▶

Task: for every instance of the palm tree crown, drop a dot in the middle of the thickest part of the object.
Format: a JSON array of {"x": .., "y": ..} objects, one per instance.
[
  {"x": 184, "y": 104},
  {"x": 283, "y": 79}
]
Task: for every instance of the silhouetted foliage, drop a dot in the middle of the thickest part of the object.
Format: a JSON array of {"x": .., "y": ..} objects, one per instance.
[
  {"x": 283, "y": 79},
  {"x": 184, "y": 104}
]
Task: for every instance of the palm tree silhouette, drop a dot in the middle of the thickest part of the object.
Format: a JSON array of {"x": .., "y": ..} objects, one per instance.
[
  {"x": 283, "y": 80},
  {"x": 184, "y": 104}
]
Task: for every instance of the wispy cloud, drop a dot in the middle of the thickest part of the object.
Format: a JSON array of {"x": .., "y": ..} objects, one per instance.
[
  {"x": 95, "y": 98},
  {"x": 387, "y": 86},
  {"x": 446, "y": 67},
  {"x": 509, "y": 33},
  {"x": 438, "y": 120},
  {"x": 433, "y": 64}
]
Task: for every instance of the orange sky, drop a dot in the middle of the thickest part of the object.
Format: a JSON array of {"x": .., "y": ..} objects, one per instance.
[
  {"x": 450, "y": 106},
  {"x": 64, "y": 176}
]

◀

**Assignment**
Repeat the records above exactly.

**Response for this exercise**
Task: for every instance of the palm tree crown, drop a dot in the middle of the thickest part of the object.
Format: a JSON array of {"x": .., "y": ..} objects, one per instance.
[
  {"x": 184, "y": 104},
  {"x": 283, "y": 79}
]
Task: for every instance of the silhouetted foliage, drop a dot in the middle of the thickest part of the object.
Format: a JSON array of {"x": .., "y": ..} objects, one per instance.
[
  {"x": 283, "y": 79},
  {"x": 184, "y": 104}
]
Task: for every instance of the palm tree silhouette, drop a dot in the middle of the thickest part of the object.
Format: a JSON array of {"x": .., "y": ..} objects, one per instance.
[
  {"x": 283, "y": 80},
  {"x": 184, "y": 104}
]
Task: for every instance of the wispy cloud, drop a dot in the middle of the thickest part of the object.
Format: a JSON array of {"x": .., "y": ..} objects, one per instance.
[
  {"x": 95, "y": 98},
  {"x": 387, "y": 86},
  {"x": 446, "y": 67},
  {"x": 509, "y": 33},
  {"x": 438, "y": 120},
  {"x": 433, "y": 64}
]
Task: for every instance of the orange sky, drop a dot in the middle of the thickest part of the object.
Format: a JSON array of {"x": .., "y": ..} objects, one per instance.
[
  {"x": 450, "y": 106},
  {"x": 64, "y": 176}
]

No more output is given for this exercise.